### WHAT IS NEEDED
Print the records exactly. Every mark must remain.

(Stored entries)
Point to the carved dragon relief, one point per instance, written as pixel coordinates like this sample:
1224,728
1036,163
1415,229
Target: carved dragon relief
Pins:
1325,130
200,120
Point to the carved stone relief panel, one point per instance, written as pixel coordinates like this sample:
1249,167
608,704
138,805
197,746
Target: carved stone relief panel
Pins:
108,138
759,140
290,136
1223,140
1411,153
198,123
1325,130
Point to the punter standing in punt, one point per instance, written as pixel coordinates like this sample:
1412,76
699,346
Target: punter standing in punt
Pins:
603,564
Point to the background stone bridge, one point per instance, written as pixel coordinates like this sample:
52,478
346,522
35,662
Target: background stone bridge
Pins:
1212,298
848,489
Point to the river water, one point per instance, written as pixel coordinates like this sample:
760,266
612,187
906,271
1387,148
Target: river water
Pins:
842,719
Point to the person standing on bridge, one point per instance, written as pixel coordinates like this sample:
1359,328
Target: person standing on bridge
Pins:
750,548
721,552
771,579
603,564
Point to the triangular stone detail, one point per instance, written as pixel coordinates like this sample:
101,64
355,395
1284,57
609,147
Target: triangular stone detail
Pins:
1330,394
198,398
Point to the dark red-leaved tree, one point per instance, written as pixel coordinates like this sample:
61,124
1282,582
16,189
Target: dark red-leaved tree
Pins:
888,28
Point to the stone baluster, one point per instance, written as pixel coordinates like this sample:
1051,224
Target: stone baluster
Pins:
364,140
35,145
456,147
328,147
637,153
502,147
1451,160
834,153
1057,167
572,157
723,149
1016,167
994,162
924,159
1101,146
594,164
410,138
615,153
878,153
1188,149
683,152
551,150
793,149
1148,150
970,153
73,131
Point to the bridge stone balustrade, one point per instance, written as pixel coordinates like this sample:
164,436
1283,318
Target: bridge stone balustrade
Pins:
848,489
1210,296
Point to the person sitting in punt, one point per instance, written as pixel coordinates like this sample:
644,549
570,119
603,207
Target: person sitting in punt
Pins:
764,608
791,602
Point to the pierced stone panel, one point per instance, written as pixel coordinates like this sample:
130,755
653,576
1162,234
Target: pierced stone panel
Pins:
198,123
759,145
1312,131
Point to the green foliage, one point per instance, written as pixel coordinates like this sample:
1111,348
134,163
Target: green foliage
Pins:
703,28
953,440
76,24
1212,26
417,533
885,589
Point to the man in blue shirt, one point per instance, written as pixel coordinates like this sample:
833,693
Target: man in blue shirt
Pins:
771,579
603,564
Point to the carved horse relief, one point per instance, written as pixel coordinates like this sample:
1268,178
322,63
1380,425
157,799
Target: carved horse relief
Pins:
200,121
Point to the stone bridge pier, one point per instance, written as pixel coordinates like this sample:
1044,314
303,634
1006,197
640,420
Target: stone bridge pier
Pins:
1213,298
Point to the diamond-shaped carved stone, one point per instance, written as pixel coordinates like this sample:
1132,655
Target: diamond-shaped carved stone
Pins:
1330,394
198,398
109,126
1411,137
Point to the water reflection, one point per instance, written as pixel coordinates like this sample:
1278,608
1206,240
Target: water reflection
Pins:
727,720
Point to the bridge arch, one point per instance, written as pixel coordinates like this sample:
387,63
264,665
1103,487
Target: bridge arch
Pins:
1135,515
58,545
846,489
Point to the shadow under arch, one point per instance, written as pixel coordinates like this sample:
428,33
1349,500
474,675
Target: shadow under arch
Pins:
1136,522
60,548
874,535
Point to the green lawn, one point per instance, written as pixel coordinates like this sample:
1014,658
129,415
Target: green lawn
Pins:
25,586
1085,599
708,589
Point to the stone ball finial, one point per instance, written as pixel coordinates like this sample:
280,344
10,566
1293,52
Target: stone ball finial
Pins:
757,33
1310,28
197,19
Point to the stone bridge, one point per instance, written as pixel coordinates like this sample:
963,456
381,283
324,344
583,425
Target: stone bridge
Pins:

### ANSWER FOR THE TASK
Point to the carved dragon relief, one point per instance, written as pixel coordinates like this sample:
1224,728
1036,163
1415,229
Target: carved dragon relief
Pins:
1325,130
200,120
Point to the carved stone relief panel, one point per instance, written as pixel coordinates like this sample:
1249,167
608,704
138,805
197,746
Target: carved stone relief panel
Pins:
108,138
759,140
290,136
1223,140
1411,153
198,123
1325,130
Point to the punter standing in punt, one point per instance, written as pixel coordinates like this sample:
1412,76
699,346
Target: punter standing in punt
Pins:
603,564
Point to the background stone bridge, one point per instance, written as pixel coordinates like this sample:
52,478
346,522
35,662
Target: background stone bridge
Pins:
1212,298
848,489
Point to the river water, one point per instance, written as pixel coordinates like this sample:
760,266
612,187
906,271
1387,148
Target: river water
Pins:
842,719
Point to the person standing on bridge, one point per instance, written as pixel coordinates like this sample:
1359,328
Target: person standing on bridge
Pins:
750,548
721,552
771,579
603,564
Point to the triangular stone detail, one point per instance, written as pixel coordinates like this sample:
101,64
355,395
1284,57
609,147
Target: triangular stone detail
Pins:
1330,394
198,398
Point to the dark red-leaved tree, one point per instance, written as pixel coordinates like this sample:
61,124
1282,582
16,189
Target: dark red-leaved tree
Pins:
888,28
Point to the stone baluster, one point per instance, written as pixel coordinates like this sample:
1051,224
Target: stone baluster
Pins:
364,140
35,145
456,147
328,147
637,153
502,147
1451,160
834,153
1057,167
572,157
723,149
1016,167
994,162
924,159
1101,146
594,164
410,138
615,153
878,153
1188,149
683,152
551,150
793,149
1148,150
970,153
73,131
Point to the bridge stone balustrade, one point per instance, written as pixel coordinates like this sample:
164,436
1283,318
Target: bridge stone balustrade
Pins:
848,489
1210,296
Point to the person sitting in punt, one point per instance, written as pixel coordinates like this sample:
644,549
570,119
603,207
Target: person sitting in punt
Pins:
764,608
791,602
Point to the pierced stone panel, one point per instance, written as pixel coordinates like this sample:
130,755
653,576
1162,234
Target: pierced stone panel
Pins:
198,123
759,145
1312,131
Point to the green foliage, one point per instance, written as pixel coordinates like this sample:
1111,348
134,163
Target: green foliage
Pins:
703,28
953,440
76,24
1212,26
417,533
885,589
Point to the man in blue shirt, one point per instance, written as pixel coordinates like this sample:
833,693
Target: man in blue shirt
Pins:
771,579
603,564
Point to the carved horse relief, one point per instance, written as pixel coordinates like this sample:
1268,178
322,63
1380,425
157,799
Target: carved horse relief
Pins:
200,121
Point to the stone bridge pier, one point per instance, written as pixel coordinates like this sample:
1044,314
303,634
1006,197
640,420
Target: stone bridge pier
Pins:
1213,298
Point to the diamond-shaped carved stone, one point per instance, written as pixel coordinates like this sample:
1132,655
Target: diamond-shaped carved stone
Pins:
1330,394
198,398
109,126
1411,137
Point to the water reflection, one point per instance, written as pixel coordinates like this sample:
1278,608
1206,240
Target: water reflection
Pins:
727,720
Point to the bridge arch, one point per instance, written as pixel coordinates like this sample:
387,63
264,665
1103,487
Target: bridge arch
Pins:
1135,515
58,545
846,489
Point to the shadow under arch, one point per instance, written as pixel coordinates like this sample:
428,33
1349,500
474,675
Target: shadow under arch
Pins:
1136,522
60,548
874,535
Point to the green lawn, one point per instance, written as pixel coordinates like this sample:
1014,658
129,415
Target: green lawn
Pins:
25,586
1085,599
708,589
Point to the stone ball finial, one point per instance, written as pixel coordinates like this sample:
280,344
10,566
1293,52
Target: stone ball finial
Pins:
757,33
1310,28
197,19
Point to the stone bridge, one point per instance, written as pixel coordinates like this sample:
963,456
381,283
324,344
583,425
Target: stone bridge
Pins:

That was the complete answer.